◆ **EXERCISE DETAILS**
In the listing below, find every line with the string "overcast" and pull it out.

◆ **DATA EXTRACT**
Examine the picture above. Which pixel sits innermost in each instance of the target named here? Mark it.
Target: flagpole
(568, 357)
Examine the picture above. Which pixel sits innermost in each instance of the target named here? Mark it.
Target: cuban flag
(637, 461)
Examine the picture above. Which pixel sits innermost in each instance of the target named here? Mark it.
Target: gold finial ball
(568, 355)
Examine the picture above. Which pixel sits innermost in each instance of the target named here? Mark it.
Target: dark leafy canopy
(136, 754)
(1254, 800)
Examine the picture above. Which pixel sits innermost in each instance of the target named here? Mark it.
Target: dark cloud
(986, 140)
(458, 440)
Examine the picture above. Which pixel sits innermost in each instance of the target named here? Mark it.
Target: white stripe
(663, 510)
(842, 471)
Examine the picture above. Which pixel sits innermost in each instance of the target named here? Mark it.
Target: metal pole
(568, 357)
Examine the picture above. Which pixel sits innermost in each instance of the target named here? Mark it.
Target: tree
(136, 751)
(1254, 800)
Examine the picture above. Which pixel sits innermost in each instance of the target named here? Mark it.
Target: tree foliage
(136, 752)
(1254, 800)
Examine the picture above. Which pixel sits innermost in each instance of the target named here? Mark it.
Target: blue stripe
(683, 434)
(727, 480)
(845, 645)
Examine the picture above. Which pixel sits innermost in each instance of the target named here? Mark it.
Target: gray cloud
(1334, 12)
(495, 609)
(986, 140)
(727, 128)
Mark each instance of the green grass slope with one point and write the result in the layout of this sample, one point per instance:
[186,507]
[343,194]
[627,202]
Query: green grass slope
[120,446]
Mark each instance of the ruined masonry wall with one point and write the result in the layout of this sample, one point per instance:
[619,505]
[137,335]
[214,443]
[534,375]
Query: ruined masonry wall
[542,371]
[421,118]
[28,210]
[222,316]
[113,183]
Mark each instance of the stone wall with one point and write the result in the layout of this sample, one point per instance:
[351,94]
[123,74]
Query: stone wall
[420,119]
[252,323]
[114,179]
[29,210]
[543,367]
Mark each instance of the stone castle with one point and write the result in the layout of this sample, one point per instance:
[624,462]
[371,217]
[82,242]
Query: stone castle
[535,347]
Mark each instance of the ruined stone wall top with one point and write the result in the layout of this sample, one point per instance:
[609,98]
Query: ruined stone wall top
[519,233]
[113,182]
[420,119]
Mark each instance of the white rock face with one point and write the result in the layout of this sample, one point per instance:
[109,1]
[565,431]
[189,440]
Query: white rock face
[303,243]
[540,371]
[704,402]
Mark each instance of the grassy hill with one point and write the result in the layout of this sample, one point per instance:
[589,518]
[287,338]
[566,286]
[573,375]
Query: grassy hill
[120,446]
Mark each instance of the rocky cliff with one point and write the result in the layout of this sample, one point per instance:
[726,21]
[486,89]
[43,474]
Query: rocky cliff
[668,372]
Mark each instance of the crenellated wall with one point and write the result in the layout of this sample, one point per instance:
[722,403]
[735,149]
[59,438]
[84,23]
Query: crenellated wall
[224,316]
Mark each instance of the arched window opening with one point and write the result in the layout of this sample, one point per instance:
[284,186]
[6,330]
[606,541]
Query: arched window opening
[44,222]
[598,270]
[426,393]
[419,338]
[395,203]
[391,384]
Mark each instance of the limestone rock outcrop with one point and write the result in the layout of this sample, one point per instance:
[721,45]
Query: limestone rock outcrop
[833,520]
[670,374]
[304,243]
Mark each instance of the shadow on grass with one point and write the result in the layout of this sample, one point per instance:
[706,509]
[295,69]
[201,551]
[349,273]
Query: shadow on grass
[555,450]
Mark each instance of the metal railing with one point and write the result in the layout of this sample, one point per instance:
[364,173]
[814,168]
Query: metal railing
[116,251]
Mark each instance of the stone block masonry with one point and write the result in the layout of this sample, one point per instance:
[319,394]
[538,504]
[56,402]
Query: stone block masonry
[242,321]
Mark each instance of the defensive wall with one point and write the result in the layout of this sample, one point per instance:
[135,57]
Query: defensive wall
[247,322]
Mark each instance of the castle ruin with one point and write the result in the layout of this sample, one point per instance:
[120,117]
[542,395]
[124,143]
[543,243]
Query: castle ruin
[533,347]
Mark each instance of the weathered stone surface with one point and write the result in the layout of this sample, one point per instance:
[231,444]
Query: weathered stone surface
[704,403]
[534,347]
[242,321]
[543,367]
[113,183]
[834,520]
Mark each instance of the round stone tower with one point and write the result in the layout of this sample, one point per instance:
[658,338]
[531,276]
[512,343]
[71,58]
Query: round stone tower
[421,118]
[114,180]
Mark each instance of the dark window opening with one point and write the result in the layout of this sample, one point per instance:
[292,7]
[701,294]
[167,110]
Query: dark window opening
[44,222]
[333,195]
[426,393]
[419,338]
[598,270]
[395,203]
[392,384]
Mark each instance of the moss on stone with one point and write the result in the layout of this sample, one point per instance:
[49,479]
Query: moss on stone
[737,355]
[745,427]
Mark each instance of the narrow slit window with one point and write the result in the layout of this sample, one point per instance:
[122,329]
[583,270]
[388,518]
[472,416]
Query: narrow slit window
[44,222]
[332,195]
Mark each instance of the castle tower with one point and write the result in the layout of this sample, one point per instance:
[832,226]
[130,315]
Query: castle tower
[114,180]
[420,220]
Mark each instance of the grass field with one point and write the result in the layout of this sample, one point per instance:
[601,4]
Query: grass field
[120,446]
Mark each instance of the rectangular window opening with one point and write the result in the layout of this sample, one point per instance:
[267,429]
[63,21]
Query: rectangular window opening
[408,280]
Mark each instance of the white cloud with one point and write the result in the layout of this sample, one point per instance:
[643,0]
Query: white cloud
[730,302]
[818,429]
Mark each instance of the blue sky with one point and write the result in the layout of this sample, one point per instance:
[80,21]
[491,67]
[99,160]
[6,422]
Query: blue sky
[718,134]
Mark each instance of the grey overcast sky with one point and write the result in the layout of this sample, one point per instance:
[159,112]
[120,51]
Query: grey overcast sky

◆ **ANSWER SPACE**
Mark each instance of the grey overcast sky with one point and write the result in the layout of this sample, one point per instance:
Query: grey overcast sky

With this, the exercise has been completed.